EXERCISE AIM
Line by line, set down the records exactly as they appear below.

Dataset entries
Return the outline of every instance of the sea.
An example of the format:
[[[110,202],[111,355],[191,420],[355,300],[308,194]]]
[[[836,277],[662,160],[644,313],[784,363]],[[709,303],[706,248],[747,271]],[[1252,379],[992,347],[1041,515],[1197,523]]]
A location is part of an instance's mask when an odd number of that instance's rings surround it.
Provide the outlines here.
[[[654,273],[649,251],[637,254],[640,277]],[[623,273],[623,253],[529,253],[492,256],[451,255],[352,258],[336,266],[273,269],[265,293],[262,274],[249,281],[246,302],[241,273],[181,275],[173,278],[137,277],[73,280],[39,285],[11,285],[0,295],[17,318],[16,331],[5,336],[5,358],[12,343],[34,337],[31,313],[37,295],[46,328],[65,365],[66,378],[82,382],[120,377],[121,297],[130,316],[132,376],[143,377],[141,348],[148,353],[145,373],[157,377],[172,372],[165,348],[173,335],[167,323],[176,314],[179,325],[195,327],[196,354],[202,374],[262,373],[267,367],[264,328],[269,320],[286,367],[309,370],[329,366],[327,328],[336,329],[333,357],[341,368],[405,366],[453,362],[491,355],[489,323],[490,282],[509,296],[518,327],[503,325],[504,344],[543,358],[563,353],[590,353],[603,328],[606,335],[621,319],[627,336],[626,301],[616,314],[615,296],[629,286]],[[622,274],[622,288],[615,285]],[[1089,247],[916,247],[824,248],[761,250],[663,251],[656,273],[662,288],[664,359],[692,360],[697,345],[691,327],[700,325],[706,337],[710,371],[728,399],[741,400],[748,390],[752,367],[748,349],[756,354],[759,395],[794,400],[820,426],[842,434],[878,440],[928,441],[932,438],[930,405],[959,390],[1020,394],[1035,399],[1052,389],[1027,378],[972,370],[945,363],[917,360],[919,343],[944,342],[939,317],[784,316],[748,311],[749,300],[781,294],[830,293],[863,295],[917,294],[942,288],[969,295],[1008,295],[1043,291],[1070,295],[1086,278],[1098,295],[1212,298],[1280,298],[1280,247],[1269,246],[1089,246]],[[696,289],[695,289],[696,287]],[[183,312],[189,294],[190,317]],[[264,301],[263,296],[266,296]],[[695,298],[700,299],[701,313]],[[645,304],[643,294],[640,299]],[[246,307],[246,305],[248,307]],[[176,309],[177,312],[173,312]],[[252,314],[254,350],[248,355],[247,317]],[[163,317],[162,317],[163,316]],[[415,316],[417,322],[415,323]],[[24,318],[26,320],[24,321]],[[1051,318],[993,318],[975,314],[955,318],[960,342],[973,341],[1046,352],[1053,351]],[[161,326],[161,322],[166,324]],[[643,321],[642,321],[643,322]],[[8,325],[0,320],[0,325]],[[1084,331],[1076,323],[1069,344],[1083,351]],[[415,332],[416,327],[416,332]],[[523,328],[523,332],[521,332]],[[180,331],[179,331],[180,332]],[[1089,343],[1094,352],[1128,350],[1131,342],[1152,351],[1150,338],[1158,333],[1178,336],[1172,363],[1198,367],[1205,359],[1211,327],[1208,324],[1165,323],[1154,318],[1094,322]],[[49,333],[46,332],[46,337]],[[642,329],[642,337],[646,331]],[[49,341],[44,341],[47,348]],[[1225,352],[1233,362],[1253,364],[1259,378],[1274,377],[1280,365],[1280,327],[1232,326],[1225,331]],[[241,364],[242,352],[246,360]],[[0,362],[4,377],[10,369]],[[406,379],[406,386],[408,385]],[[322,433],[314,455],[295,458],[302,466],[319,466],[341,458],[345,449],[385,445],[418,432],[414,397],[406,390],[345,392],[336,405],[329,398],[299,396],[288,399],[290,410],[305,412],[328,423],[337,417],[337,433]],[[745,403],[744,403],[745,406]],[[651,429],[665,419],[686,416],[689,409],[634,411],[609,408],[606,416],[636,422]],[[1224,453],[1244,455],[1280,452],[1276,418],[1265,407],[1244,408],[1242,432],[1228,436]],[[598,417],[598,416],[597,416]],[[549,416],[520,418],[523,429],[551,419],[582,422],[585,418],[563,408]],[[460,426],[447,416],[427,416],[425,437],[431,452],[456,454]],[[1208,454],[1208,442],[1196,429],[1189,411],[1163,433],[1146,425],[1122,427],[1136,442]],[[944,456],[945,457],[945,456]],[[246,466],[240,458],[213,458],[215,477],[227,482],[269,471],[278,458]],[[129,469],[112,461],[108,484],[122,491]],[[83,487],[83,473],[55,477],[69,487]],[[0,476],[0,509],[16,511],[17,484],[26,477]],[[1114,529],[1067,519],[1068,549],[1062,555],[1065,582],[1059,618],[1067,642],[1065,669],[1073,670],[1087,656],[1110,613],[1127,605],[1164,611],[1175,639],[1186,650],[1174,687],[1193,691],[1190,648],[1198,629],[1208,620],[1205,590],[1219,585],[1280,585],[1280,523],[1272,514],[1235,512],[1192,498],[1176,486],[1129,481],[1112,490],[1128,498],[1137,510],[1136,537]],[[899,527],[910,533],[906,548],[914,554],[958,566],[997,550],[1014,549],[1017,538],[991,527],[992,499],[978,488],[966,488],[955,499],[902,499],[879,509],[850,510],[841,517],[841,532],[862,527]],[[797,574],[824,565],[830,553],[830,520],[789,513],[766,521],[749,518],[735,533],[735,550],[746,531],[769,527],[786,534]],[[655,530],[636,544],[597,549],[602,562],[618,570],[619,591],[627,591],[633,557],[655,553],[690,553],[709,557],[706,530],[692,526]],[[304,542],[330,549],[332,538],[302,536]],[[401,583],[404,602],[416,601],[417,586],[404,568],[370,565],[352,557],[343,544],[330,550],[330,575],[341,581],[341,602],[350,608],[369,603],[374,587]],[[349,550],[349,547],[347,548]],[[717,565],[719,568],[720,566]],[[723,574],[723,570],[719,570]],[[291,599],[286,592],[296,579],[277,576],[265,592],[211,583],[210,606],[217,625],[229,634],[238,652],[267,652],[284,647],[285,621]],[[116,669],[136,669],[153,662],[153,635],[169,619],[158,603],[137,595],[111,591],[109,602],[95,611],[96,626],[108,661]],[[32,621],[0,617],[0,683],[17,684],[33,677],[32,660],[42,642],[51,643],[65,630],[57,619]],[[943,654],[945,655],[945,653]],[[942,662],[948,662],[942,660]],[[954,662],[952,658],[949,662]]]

SOLVED EXERCISE
Return the outline of every instance of the sea.
An example of the format:
[[[110,202],[111,355],[191,420],[355,300],[308,194]]]
[[[836,277],[662,160],[644,313],[784,363]],[[709,303],[706,248],[747,271]],[[1252,379],[992,347],[1041,515],[1197,523]]]
A location is part of an instance's mask when an odd number of that instance's rings surround it.
Provide the outlines here.
[[[654,273],[649,251],[637,254],[640,277]],[[623,273],[623,253],[529,253],[492,256],[451,255],[352,258],[336,266],[273,269],[265,293],[262,274],[249,281],[246,302],[241,273],[181,275],[173,278],[137,277],[73,280],[39,285],[11,285],[0,295],[17,318],[16,331],[5,336],[5,358],[12,343],[34,337],[31,313],[37,295],[46,328],[65,365],[66,378],[82,382],[120,377],[121,297],[130,316],[132,376],[143,377],[141,348],[148,353],[145,373],[157,377],[172,372],[165,348],[173,335],[167,323],[176,314],[179,325],[195,327],[196,354],[202,374],[262,373],[267,367],[264,328],[269,320],[286,367],[309,370],[329,366],[327,328],[336,329],[333,357],[341,368],[405,366],[453,362],[491,355],[489,323],[490,282],[509,296],[518,327],[503,325],[504,344],[543,358],[563,353],[590,353],[603,328],[606,335],[621,319],[627,336],[626,301],[616,314],[615,296],[629,286]],[[622,274],[622,288],[615,285]],[[1089,247],[916,247],[824,248],[761,250],[663,251],[656,273],[662,288],[664,359],[692,360],[697,345],[691,327],[700,325],[706,337],[710,371],[728,399],[741,400],[748,390],[752,367],[748,349],[756,354],[759,395],[794,400],[820,426],[842,434],[878,440],[928,441],[932,438],[930,405],[959,390],[1020,394],[1035,399],[1052,389],[1027,378],[972,370],[945,363],[917,360],[919,343],[944,342],[939,317],[784,316],[748,311],[749,300],[781,294],[830,293],[863,295],[917,294],[942,288],[969,295],[1008,295],[1043,291],[1070,295],[1086,278],[1098,295],[1212,298],[1280,298],[1280,247],[1269,246],[1089,246]],[[696,289],[695,289],[696,287]],[[183,312],[189,294],[190,317]],[[264,301],[263,296],[266,296]],[[695,298],[700,299],[701,313]],[[645,304],[643,294],[640,299]],[[246,307],[246,305],[248,307]],[[176,309],[177,312],[173,312]],[[252,314],[254,350],[248,355],[247,317]],[[163,317],[162,317],[163,316]],[[415,316],[417,322],[415,323]],[[24,318],[26,320],[24,321]],[[1051,318],[993,318],[975,314],[955,318],[960,342],[973,341],[1046,352],[1053,351]],[[161,326],[161,322],[166,324]],[[643,321],[642,321],[643,322]],[[8,325],[0,320],[0,325]],[[1084,331],[1076,323],[1069,344],[1083,351]],[[415,332],[416,327],[416,332]],[[523,328],[523,332],[521,332]],[[180,331],[179,331],[180,332]],[[1089,343],[1094,352],[1128,350],[1131,342],[1152,351],[1150,338],[1158,333],[1178,336],[1172,363],[1198,367],[1205,359],[1211,327],[1208,324],[1165,323],[1154,318],[1094,322]],[[49,333],[46,332],[46,337]],[[642,329],[642,337],[646,331]],[[49,341],[44,341],[47,348]],[[1225,352],[1233,362],[1253,364],[1259,378],[1274,377],[1280,365],[1280,327],[1232,326],[1225,331]],[[241,364],[242,352],[246,360]],[[0,362],[4,377],[10,369]],[[406,379],[406,386],[408,385]],[[322,433],[314,455],[295,458],[302,466],[319,466],[341,458],[345,449],[385,445],[418,432],[414,397],[406,390],[345,392],[336,405],[329,398],[299,396],[288,399],[290,410],[305,412],[328,423],[337,417],[337,433]],[[745,403],[744,403],[745,406]],[[651,429],[665,419],[686,416],[689,409],[634,411],[609,408],[606,416],[636,422]],[[1224,453],[1244,455],[1280,452],[1276,418],[1265,407],[1244,408],[1242,432],[1228,436]],[[598,417],[598,416],[597,416]],[[549,416],[520,418],[523,429],[551,419],[582,422],[585,418],[563,408]],[[460,426],[447,416],[427,416],[425,437],[431,452],[456,454]],[[1208,454],[1208,442],[1196,429],[1189,411],[1163,433],[1146,425],[1122,427],[1136,442]],[[944,456],[945,457],[945,456]],[[246,466],[240,458],[213,458],[215,477],[227,482],[269,471],[278,458]],[[129,469],[112,461],[108,484],[122,491]],[[83,487],[83,473],[55,477],[69,487]],[[0,476],[0,509],[16,511],[17,484],[26,477]],[[1114,529],[1067,519],[1068,549],[1062,555],[1065,582],[1059,618],[1067,642],[1065,669],[1073,670],[1087,656],[1110,613],[1127,605],[1164,611],[1175,639],[1186,650],[1174,687],[1193,691],[1190,648],[1198,629],[1208,620],[1205,590],[1219,585],[1280,585],[1280,523],[1272,514],[1235,512],[1192,498],[1176,486],[1129,481],[1112,490],[1128,498],[1137,510],[1136,537]],[[899,527],[910,533],[906,548],[914,554],[958,566],[997,550],[1014,549],[1017,538],[991,527],[992,499],[978,488],[966,488],[955,499],[902,499],[879,509],[850,510],[841,517],[841,532],[862,527]],[[797,574],[824,565],[830,553],[830,520],[789,513],[766,521],[749,518],[735,533],[735,550],[746,531],[769,527],[786,534]],[[655,530],[636,544],[597,549],[602,562],[618,570],[619,591],[627,591],[633,557],[655,553],[690,553],[709,557],[706,530],[692,526]],[[304,542],[330,549],[332,538],[302,536]],[[401,583],[404,602],[416,601],[417,586],[404,568],[370,565],[352,557],[343,544],[330,550],[330,575],[341,581],[341,602],[350,608],[369,603],[374,587]],[[349,550],[349,547],[347,548]],[[717,565],[719,568],[720,566]],[[723,574],[723,570],[719,570]],[[291,599],[286,592],[296,579],[277,576],[265,592],[211,583],[210,606],[217,625],[229,634],[238,652],[267,652],[284,647],[285,621]],[[116,669],[136,669],[153,662],[153,635],[169,619],[158,603],[137,595],[111,591],[109,602],[95,611],[96,626],[108,661]],[[32,621],[0,617],[0,683],[17,684],[33,677],[32,660],[42,642],[51,643],[65,630],[57,619]],[[943,654],[945,655],[945,653]],[[942,662],[948,662],[942,660]],[[954,662],[952,658],[949,662]]]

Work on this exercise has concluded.